• **WRITTEN TASK**
Return every line of the listing below that contains the word "drawer".

• **EXERCISE INPUTS**
********************

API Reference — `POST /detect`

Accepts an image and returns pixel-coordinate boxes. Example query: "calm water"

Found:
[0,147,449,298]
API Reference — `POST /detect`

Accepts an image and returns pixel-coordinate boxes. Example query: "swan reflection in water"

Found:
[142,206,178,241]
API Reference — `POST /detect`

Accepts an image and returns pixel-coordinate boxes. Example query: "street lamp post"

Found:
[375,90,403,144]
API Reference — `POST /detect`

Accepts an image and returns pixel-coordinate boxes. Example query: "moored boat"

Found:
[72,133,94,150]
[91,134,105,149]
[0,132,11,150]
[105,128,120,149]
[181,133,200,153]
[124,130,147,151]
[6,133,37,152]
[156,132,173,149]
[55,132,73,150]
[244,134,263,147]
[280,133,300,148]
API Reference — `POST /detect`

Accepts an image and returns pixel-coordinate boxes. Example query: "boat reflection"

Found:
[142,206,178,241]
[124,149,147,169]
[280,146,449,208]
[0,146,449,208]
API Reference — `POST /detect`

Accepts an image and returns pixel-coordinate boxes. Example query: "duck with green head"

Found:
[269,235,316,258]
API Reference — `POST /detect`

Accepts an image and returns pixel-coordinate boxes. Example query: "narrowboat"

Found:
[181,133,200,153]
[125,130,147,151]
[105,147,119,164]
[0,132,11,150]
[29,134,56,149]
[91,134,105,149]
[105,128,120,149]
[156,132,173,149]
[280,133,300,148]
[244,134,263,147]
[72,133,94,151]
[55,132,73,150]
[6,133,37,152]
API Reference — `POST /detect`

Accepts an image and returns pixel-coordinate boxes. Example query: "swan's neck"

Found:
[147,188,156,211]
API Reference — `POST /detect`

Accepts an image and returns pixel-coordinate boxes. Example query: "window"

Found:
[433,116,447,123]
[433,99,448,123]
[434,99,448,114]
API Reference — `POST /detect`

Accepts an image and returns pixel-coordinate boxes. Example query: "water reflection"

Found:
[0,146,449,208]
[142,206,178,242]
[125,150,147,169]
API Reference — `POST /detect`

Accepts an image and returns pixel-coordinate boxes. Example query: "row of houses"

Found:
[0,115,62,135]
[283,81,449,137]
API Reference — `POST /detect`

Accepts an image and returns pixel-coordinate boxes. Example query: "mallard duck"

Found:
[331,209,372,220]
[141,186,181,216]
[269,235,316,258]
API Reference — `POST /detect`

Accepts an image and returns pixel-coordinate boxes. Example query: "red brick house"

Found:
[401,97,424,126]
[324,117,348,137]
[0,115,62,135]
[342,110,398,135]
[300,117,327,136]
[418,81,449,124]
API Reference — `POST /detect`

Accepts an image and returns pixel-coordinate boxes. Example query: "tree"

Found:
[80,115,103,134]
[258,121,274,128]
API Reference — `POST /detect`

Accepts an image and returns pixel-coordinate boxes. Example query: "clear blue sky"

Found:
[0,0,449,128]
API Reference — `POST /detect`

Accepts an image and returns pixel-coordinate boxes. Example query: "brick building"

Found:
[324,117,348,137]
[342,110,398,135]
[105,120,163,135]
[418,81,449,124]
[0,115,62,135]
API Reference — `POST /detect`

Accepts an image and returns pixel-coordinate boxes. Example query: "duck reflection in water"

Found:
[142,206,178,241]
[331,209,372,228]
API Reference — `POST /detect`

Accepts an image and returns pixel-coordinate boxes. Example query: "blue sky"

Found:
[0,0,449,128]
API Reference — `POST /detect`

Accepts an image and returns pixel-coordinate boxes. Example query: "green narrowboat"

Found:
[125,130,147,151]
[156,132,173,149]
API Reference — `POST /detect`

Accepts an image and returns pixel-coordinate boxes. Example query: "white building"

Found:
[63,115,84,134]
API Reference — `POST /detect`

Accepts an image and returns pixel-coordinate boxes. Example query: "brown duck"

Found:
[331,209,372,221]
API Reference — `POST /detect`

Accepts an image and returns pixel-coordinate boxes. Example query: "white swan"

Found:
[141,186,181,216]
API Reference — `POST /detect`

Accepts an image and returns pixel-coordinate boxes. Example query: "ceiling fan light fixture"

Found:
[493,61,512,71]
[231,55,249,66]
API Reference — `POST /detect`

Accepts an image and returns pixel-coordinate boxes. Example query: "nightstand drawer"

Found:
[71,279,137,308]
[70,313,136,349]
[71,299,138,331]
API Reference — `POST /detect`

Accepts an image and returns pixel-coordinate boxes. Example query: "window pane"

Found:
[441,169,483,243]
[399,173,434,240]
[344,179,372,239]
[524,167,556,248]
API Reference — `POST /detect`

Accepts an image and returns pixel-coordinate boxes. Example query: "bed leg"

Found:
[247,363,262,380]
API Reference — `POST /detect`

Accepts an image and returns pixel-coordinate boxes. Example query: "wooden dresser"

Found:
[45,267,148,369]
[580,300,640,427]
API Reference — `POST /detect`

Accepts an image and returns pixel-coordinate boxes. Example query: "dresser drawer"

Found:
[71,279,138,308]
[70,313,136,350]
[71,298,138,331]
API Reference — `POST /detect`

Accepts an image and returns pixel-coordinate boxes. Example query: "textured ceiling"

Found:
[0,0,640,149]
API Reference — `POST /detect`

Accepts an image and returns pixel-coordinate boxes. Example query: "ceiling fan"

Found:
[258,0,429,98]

********************

• **RESPONSE TO THE EXERCISE**
Accepts an image and returns pixel-coordinate boxes. Example query: "nightstand drawer"
Accepts an image and returns pixel-coordinate boxes. Example query: "dresser drawer"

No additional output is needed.